[[ Provided records, beginning ]]

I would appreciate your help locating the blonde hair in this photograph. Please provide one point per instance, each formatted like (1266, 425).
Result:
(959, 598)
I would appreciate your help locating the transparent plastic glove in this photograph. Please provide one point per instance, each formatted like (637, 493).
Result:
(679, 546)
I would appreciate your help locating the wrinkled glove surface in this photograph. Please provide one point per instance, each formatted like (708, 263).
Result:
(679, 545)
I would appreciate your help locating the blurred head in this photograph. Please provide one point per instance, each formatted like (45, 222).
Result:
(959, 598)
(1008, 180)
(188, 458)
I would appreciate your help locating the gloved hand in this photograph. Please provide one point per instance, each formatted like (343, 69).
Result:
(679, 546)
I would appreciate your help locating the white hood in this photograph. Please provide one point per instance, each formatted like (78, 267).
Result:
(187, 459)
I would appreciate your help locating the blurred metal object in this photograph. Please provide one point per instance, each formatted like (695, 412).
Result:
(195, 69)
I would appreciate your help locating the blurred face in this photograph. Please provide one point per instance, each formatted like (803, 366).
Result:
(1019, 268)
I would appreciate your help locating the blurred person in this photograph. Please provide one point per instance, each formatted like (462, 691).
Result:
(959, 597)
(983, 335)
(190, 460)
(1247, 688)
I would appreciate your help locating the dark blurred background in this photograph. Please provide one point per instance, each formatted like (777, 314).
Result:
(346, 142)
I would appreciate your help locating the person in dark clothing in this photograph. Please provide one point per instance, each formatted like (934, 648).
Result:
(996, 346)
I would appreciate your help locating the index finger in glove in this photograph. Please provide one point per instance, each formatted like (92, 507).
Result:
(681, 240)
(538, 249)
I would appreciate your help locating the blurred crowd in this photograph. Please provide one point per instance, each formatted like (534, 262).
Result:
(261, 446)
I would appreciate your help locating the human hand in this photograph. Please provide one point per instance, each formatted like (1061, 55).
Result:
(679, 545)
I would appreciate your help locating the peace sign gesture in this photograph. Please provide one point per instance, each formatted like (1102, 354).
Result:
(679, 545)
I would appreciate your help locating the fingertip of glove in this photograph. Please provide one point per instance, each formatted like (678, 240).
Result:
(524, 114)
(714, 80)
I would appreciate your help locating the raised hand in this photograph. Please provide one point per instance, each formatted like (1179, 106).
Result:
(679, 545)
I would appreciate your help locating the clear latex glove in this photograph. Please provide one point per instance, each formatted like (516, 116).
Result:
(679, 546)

[[ Provided records, end ]]

## What to work on
Quote every line of the records above, from the first down to the one holding "I would appreciate your help locating the blurred head", exactly as written.

## Answer section
I would appreciate your help locating the blonde hair in this photograph. Please provide one point per instance, each formatted like (1266, 425).
Result:
(959, 598)
I would appreciate your help locating the transparent plastic glove in this photograph. Please provide one point per instance, each formatted like (637, 493).
Result:
(679, 546)
I would appreciate your help locating the wrinkled glove surface in this photograph. Please provide one point per instance, each formatted like (708, 263).
Result:
(679, 545)
I would appreciate your help locating the blurred head in this photograph. Please provide one point per instance, each formatted like (45, 222).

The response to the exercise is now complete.